Please rewrite the material from the line with "135, row 189." up to and including the line with "column 531, row 360", replacing "traffic sign" with "road sign" and leaving everything else unchanged. Return only those lines.

————

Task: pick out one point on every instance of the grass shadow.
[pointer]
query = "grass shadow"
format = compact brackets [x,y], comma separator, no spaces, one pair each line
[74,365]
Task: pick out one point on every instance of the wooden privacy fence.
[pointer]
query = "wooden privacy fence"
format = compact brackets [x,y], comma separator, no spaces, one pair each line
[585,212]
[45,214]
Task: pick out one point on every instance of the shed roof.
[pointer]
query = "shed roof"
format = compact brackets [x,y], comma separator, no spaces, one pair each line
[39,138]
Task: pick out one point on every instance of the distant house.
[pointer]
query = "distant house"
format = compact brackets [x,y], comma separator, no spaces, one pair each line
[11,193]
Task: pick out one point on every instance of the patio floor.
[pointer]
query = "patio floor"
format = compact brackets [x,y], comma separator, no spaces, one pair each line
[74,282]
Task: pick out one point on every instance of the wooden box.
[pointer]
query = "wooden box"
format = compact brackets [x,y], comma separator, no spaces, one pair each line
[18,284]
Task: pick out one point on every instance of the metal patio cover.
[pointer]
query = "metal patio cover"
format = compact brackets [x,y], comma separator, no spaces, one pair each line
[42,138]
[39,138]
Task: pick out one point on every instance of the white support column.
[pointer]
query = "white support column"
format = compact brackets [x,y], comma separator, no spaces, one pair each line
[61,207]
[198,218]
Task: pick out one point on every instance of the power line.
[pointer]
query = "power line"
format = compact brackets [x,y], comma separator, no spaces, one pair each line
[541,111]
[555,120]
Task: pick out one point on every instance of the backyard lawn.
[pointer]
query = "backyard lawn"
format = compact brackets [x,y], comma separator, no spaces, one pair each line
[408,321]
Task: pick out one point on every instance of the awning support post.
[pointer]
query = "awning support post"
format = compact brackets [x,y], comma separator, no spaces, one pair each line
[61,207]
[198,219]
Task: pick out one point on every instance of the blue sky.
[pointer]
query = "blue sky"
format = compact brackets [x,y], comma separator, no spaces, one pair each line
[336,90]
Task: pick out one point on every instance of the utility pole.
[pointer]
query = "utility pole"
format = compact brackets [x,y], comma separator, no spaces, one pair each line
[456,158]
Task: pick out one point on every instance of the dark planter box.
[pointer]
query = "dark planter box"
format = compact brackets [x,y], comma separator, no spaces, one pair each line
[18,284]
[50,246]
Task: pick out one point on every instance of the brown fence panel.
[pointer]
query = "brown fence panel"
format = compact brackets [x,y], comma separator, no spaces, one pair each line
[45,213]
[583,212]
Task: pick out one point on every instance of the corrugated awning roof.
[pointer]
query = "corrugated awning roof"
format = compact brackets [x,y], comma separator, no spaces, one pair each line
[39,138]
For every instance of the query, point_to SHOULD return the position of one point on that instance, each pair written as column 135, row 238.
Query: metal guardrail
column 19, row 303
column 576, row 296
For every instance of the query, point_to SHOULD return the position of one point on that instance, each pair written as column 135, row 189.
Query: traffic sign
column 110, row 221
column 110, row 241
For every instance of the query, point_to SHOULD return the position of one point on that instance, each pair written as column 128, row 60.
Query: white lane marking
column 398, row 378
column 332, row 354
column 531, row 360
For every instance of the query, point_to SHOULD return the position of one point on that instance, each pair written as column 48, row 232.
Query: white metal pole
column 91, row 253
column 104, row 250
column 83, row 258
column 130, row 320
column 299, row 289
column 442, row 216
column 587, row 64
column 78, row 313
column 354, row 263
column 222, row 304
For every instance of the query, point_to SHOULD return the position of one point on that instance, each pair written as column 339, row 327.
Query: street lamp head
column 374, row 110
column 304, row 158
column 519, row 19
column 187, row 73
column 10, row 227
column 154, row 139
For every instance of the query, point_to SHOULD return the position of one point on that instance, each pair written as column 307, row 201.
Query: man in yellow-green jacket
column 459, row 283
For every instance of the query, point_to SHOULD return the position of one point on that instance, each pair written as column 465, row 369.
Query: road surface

————

* Task result:
For every instance of the query, point_to SHOULD return the position of one point on that instance, each pair written as column 135, row 189.
Query: road sign
column 110, row 221
column 110, row 241
For every instance of the query, point_to SHOULD return the position of one point on that instance, each pair written as column 128, row 60.
Query: white lane marking
column 398, row 378
column 332, row 354
column 531, row 360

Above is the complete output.